Swimming in inland waters
Even though inland waterways look inviting, especially when the surface is calm, they pose many hidden dangers.
If you’re going swimming then:
- Swim within your ability
- Be aware of medical conditions
- Don’t drink and drown
- Learn lifesaving skills
Crocodiles live in a wide variety of habitats in the State's north including freshwater rivers and billabongs up to 200km from the coast. Crocs are common, crocs move around and crocs are deadly so Be Crocwise and download our Crocodile safety and myth busting fact sheet and Crocodile brochure. Heed all risk warning signs, however just because a sign isn’t there doesn’t mean crocodiles aren’t present. If unsure contact the nearest Parks and Wildlife office.

Stored records —
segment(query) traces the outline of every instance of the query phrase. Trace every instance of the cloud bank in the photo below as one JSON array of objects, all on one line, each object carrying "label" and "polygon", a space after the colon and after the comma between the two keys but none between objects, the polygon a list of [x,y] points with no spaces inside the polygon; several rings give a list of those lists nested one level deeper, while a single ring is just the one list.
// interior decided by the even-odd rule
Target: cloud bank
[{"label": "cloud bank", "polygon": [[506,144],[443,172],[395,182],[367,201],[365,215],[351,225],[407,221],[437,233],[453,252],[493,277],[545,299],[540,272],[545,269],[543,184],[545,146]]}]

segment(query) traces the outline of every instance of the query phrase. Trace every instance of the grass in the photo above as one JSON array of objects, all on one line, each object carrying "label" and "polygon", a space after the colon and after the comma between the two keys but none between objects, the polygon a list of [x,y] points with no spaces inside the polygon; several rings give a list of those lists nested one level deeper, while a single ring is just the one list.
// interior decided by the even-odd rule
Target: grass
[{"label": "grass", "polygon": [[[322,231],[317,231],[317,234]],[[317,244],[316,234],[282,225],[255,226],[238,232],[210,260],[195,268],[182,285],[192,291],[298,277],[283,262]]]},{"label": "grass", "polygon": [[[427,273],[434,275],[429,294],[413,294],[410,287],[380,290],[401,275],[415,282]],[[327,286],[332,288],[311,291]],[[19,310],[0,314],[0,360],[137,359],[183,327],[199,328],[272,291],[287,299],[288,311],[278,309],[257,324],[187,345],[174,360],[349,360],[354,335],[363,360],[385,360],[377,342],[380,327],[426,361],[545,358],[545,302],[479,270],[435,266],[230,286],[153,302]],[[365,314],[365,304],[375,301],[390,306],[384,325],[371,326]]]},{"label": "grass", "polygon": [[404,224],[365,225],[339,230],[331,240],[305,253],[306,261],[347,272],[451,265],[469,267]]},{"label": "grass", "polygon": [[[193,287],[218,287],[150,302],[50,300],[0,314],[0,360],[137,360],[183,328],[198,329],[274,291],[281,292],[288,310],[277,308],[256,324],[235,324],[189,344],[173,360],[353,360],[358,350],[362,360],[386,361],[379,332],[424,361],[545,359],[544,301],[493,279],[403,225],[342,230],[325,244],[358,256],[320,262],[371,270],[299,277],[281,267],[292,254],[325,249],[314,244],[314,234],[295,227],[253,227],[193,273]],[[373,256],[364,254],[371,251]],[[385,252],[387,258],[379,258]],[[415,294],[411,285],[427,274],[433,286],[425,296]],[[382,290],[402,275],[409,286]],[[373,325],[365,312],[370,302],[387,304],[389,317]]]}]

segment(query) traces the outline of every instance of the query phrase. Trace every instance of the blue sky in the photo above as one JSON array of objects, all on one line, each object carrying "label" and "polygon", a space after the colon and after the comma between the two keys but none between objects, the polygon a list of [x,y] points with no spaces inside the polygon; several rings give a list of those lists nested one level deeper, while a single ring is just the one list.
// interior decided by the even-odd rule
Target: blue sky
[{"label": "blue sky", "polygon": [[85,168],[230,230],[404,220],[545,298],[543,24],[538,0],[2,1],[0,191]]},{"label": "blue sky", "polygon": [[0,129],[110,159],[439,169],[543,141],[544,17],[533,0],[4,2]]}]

TASK 1 —
In the text on swimming in inland waters, how far from the coast can crocodiles be found in freshwater rivers and billabongs?
TASK 2 —
Write what comes next in the text on swimming in inland waters, picking up after its last sentence.
These stored records come from a separate source.

ANSWER SECTION 1 —
Up to 200km from the coast.

ANSWER SECTION 2 —
Several incidents around Australia, involving the use of rope swings have resulted in serious injuries in recent years. Don't use or make rope swings, as trees and their limbs can break easily, without warning and there may be submerged hazards. If there are trees near the water's edge, there are likely to be logs or limbs in the water. Some fall in and others are washed in by floods. Logs and limbs, along with rocks and other submerged hazards may not be visible.
'Tombstoning' is a name given to climbing cliffs or rocks and jumping into the water below. The name indicates how dangerous this activity is. It has resulted in extremely serious injuries and deaths. Do not do it.